- _Aim_
Copy the material below from its beginning up to and including the line with "367, 55, 378, 109", keeping every line the same. Leave out the pictures.

--- Data listing ---

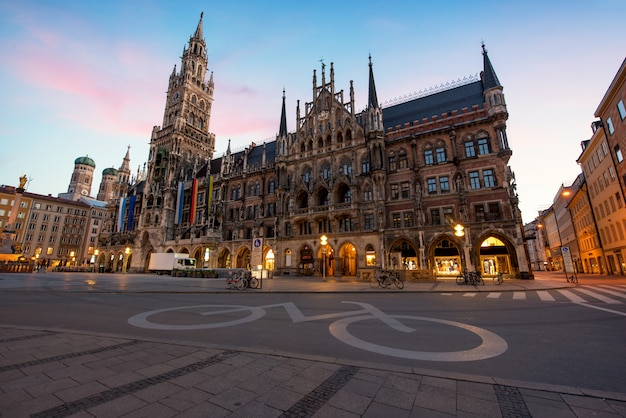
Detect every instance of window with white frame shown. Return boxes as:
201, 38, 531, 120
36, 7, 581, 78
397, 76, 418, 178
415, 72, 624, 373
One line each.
606, 116, 615, 135
439, 176, 450, 193
435, 145, 446, 164
469, 171, 480, 189
426, 177, 437, 194
424, 149, 435, 165
617, 99, 626, 120
613, 145, 624, 163
483, 169, 496, 187
478, 138, 489, 155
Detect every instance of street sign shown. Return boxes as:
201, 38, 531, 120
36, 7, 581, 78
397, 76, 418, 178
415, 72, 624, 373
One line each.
561, 247, 574, 273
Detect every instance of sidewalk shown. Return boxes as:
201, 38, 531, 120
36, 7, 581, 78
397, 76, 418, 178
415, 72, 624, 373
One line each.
0, 274, 626, 418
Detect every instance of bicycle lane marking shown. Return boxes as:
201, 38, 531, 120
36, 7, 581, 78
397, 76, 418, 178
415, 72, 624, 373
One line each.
128, 305, 265, 330
128, 301, 508, 361
329, 315, 509, 361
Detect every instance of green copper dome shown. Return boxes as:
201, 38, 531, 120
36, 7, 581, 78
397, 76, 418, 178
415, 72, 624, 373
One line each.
102, 167, 117, 176
74, 156, 96, 168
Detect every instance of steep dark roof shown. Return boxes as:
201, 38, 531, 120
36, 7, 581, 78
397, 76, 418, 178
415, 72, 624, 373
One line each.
483, 44, 502, 90
383, 80, 485, 130
248, 141, 276, 165
367, 55, 378, 109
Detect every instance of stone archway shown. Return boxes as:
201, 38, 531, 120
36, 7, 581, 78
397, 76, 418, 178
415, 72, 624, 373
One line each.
217, 248, 233, 268
337, 242, 357, 276
387, 238, 416, 270
234, 246, 250, 268
428, 235, 460, 277
474, 233, 519, 277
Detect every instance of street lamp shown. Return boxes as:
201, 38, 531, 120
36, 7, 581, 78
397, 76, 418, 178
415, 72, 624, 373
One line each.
320, 235, 328, 281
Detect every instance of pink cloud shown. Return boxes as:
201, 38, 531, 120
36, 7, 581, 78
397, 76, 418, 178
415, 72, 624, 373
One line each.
9, 22, 166, 135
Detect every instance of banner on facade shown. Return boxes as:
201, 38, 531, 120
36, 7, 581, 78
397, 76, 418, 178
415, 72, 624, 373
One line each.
126, 195, 137, 231
174, 181, 185, 225
561, 247, 574, 273
117, 197, 126, 232
250, 238, 263, 268
189, 179, 198, 225
205, 176, 213, 219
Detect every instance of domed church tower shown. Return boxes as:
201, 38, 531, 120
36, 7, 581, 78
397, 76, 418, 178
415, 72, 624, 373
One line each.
59, 156, 96, 200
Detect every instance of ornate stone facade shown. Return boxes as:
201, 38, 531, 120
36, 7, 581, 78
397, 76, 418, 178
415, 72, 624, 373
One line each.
101, 17, 529, 279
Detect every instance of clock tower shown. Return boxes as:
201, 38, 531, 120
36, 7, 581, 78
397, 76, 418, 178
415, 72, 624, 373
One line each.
141, 14, 215, 243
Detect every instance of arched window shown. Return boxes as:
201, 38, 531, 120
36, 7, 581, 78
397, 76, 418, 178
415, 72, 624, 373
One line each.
398, 149, 409, 169
365, 244, 376, 267
361, 157, 371, 174
341, 158, 352, 178
387, 151, 398, 171
302, 167, 311, 186
435, 141, 447, 164
363, 185, 373, 202
320, 162, 330, 181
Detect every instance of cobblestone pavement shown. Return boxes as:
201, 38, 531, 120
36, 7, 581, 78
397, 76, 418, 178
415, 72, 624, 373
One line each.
0, 272, 626, 418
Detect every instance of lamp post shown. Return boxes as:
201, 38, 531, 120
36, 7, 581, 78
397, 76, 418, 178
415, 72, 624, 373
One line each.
320, 235, 328, 281
454, 224, 465, 274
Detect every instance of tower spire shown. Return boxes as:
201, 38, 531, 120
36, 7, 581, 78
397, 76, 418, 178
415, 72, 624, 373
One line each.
193, 12, 204, 39
278, 88, 287, 137
367, 54, 378, 109
482, 42, 502, 90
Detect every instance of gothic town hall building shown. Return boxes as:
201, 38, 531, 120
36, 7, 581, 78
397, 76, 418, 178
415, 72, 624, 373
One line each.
98, 16, 529, 280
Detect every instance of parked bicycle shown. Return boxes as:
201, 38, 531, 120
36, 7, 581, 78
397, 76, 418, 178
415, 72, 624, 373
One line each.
374, 270, 404, 289
456, 270, 485, 286
225, 271, 259, 290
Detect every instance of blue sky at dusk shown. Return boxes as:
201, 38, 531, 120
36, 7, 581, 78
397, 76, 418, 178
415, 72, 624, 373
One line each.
0, 0, 626, 222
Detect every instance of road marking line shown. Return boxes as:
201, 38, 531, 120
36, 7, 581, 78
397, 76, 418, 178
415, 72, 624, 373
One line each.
576, 288, 622, 305
537, 290, 556, 302
599, 286, 626, 298
574, 302, 626, 316
557, 289, 587, 303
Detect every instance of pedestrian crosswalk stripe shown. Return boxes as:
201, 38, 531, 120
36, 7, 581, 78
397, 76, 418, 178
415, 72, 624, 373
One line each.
537, 290, 556, 302
599, 286, 626, 298
557, 289, 587, 303
576, 288, 621, 305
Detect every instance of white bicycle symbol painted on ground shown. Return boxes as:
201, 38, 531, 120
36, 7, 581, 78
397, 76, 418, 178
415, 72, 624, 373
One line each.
128, 301, 508, 362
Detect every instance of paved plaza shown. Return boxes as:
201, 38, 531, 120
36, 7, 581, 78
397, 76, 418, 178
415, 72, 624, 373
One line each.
0, 274, 626, 418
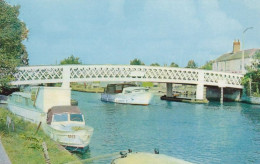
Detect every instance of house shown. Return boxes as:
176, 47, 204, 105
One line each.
212, 40, 260, 73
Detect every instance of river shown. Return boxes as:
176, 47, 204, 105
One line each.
72, 91, 260, 164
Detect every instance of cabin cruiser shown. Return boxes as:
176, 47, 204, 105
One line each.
7, 87, 93, 152
43, 106, 93, 151
101, 83, 152, 105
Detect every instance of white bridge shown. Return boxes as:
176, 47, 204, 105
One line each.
11, 65, 243, 99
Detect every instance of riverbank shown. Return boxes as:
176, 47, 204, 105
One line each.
0, 108, 80, 164
70, 83, 104, 93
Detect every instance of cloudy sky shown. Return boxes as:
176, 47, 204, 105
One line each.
7, 0, 260, 67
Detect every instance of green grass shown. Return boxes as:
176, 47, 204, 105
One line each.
0, 108, 80, 164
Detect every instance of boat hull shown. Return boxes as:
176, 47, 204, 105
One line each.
43, 124, 94, 152
101, 93, 152, 105
8, 102, 93, 152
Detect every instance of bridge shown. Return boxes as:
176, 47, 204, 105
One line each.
11, 65, 243, 99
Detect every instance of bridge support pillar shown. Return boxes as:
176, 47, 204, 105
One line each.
166, 83, 173, 97
61, 66, 70, 88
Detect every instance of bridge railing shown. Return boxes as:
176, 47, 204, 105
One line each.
12, 65, 243, 88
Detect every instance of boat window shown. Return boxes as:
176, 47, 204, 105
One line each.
53, 113, 68, 122
70, 114, 83, 122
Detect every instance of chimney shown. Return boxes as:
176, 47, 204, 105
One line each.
233, 40, 240, 54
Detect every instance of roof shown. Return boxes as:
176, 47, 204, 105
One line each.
47, 106, 81, 124
215, 48, 260, 62
12, 92, 31, 99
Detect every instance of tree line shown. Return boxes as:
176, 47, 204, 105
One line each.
0, 0, 29, 92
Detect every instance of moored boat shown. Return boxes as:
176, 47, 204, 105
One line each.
43, 106, 93, 151
101, 83, 152, 105
8, 87, 93, 151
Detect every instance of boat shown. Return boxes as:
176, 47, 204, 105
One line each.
43, 106, 93, 152
101, 83, 152, 105
111, 149, 192, 164
7, 87, 93, 152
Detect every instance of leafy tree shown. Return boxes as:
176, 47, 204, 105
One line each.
251, 50, 260, 70
151, 63, 160, 66
130, 58, 144, 65
0, 0, 29, 92
201, 60, 214, 70
60, 55, 82, 65
186, 60, 197, 68
170, 62, 179, 67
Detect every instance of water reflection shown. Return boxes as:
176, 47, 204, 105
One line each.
73, 92, 260, 164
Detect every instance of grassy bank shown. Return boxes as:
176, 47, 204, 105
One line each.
70, 83, 104, 93
0, 108, 80, 164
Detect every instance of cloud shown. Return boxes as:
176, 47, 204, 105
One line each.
243, 0, 260, 12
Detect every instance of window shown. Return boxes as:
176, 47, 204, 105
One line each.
53, 114, 68, 122
70, 114, 83, 122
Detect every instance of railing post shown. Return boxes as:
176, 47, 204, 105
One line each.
196, 71, 204, 100
218, 80, 227, 104
62, 66, 70, 88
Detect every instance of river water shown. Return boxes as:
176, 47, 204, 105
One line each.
72, 92, 260, 164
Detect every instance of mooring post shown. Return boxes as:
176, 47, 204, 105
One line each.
42, 142, 51, 164
220, 87, 224, 104
196, 70, 205, 100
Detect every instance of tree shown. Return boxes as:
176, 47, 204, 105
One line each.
170, 62, 179, 67
130, 58, 144, 65
0, 0, 29, 92
60, 55, 82, 65
151, 63, 160, 66
201, 60, 214, 70
186, 60, 197, 68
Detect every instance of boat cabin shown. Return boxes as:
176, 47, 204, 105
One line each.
8, 92, 35, 108
47, 106, 85, 125
122, 87, 149, 94
105, 83, 136, 94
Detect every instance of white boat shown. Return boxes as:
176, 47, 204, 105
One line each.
43, 106, 93, 151
101, 83, 152, 105
111, 152, 192, 164
8, 87, 93, 151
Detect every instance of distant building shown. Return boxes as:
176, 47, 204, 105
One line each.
212, 40, 260, 73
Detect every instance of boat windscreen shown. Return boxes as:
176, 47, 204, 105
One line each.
53, 113, 68, 122
70, 114, 83, 122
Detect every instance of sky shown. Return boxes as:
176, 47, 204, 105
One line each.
6, 0, 260, 67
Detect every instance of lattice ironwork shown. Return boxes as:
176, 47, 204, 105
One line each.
12, 65, 243, 88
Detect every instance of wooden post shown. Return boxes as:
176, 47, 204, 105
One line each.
249, 79, 252, 96
42, 142, 51, 164
35, 122, 42, 134
220, 87, 224, 104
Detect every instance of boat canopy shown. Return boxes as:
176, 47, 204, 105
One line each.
47, 106, 81, 124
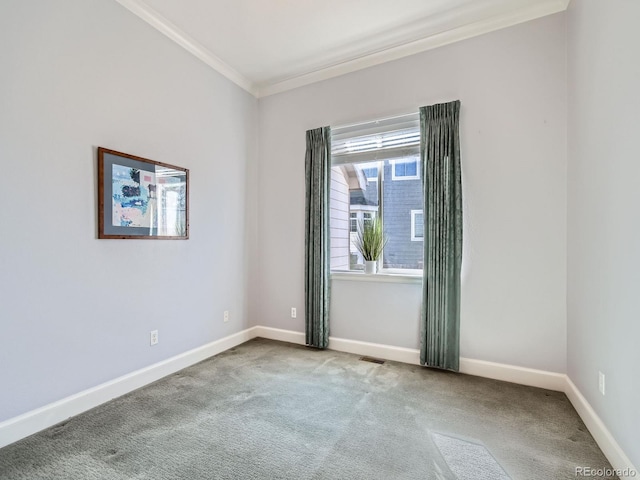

---

- _Answer to this exercise_
Detect every instance of window with white frame shown. Return boxes as:
201, 38, 531, 120
36, 7, 581, 78
397, 76, 418, 178
415, 72, 624, 373
One line each.
606, 116, 615, 135
439, 176, 450, 193
435, 145, 446, 164
469, 171, 480, 189
426, 177, 437, 194
424, 149, 435, 165
617, 99, 626, 120
613, 145, 624, 163
483, 169, 496, 187
478, 138, 489, 155
Detect every instance of street sign shown. Return boxes as:
201, 38, 531, 120
36, 7, 581, 78
397, 76, 418, 178
415, 72, 624, 373
One line each.
561, 247, 574, 273
Detect every instance of sidewalk shown. Return boxes as:
201, 38, 531, 120
36, 7, 581, 78
397, 76, 418, 178
415, 72, 624, 373
One line each.
0, 274, 626, 418
Detect every instance of bicycle lane marking shown. Return boxes as:
201, 38, 531, 120
36, 7, 581, 78
397, 76, 418, 178
415, 72, 624, 373
One line each.
128, 305, 265, 330
128, 301, 508, 361
329, 315, 509, 361
Detect every instance of green copper dome shown. Return boxes as:
201, 38, 531, 120
36, 7, 581, 78
397, 76, 418, 178
415, 72, 624, 373
One line each.
102, 167, 117, 176
74, 156, 96, 168
Detect every instance of steep dark roof shown. Return boxes as:
201, 38, 531, 120
36, 7, 581, 78
397, 76, 418, 178
415, 72, 624, 373
One line each.
483, 44, 502, 90
383, 80, 485, 130
248, 141, 276, 165
367, 55, 378, 109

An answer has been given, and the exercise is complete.